What is being asked - Reproduce word for word the lines of the listing below, starting with the line that contains "Target: white sleeveless top" and continuing through the last line of the listing, both ends included.

* start Supplied data *

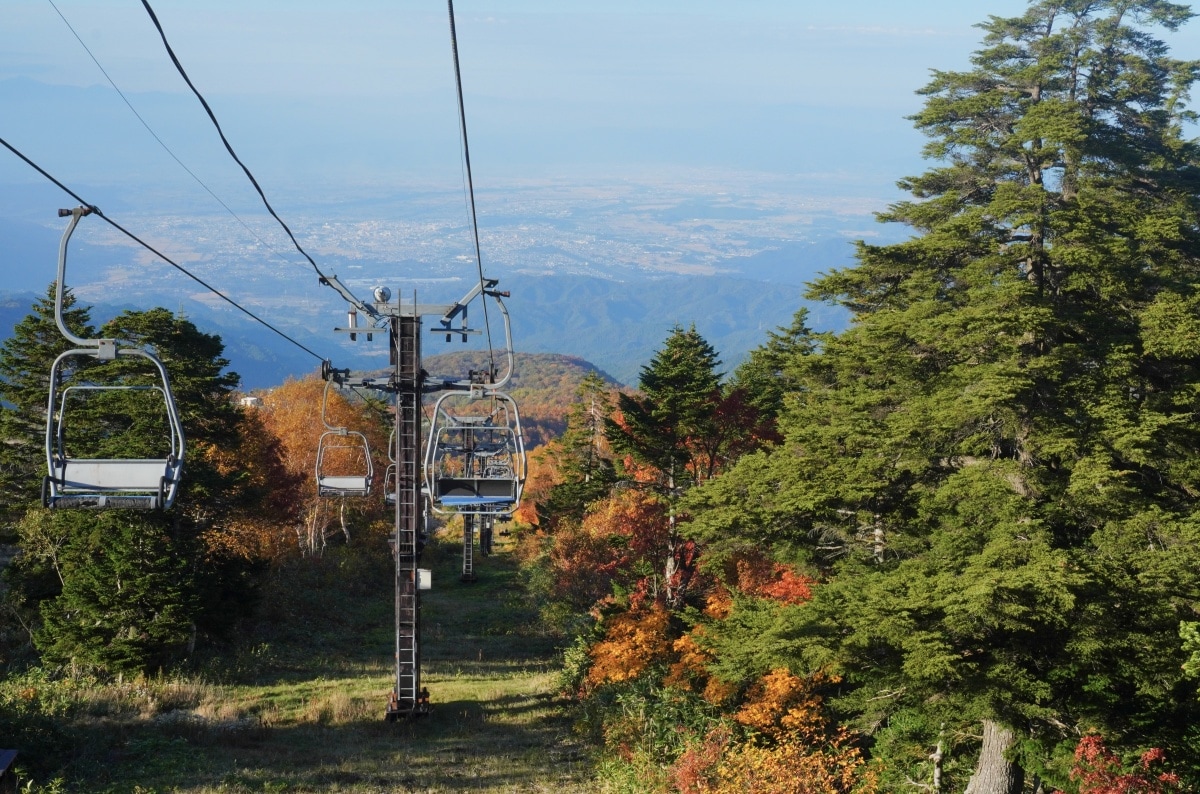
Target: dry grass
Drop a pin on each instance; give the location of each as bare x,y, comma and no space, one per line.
303,711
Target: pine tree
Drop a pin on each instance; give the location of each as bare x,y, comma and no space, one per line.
585,464
126,590
767,374
996,468
25,361
669,429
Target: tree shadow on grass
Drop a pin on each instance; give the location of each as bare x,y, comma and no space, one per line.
511,743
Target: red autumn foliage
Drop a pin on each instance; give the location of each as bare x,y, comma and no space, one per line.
793,749
1099,771
633,642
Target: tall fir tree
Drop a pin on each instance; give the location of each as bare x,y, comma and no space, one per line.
585,464
25,360
665,428
996,468
126,590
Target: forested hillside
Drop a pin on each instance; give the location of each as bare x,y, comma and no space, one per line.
543,385
952,548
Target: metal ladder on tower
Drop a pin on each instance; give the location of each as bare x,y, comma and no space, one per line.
408,698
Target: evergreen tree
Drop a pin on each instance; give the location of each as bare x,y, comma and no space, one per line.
25,361
667,431
996,467
768,376
126,590
660,427
583,459
129,599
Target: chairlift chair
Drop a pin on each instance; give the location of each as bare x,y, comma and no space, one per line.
389,477
83,481
475,464
343,458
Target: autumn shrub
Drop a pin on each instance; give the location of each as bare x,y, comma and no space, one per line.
34,708
631,643
1098,770
785,746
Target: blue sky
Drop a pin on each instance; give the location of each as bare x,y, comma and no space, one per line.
363,89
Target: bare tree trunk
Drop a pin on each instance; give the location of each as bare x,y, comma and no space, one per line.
939,755
995,774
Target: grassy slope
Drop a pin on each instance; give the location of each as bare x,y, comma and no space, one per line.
304,710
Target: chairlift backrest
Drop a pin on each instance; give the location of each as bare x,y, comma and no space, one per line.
113,481
343,458
475,463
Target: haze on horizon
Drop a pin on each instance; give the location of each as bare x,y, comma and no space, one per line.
597,127
315,92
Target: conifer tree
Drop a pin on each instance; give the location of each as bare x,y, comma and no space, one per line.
996,468
664,431
585,465
126,590
25,360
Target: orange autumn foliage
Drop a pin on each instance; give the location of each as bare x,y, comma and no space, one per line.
292,414
633,642
543,475
792,751
759,576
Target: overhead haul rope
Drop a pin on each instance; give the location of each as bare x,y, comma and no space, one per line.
329,281
155,134
155,251
471,186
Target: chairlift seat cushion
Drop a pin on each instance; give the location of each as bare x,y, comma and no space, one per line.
114,475
475,491
347,486
471,501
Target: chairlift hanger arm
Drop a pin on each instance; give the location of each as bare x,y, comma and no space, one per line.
101,348
377,319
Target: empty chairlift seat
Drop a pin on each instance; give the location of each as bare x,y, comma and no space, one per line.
475,462
343,458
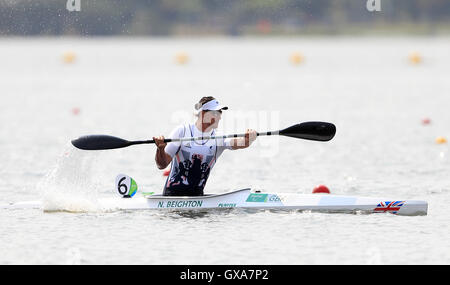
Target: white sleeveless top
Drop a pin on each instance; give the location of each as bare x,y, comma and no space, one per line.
192,161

* end Supplied data *

Task output -
Target: white sleeveless top
Drop a pin on each instance; give the location of each as bare x,y, comma and no space, one per line.
192,161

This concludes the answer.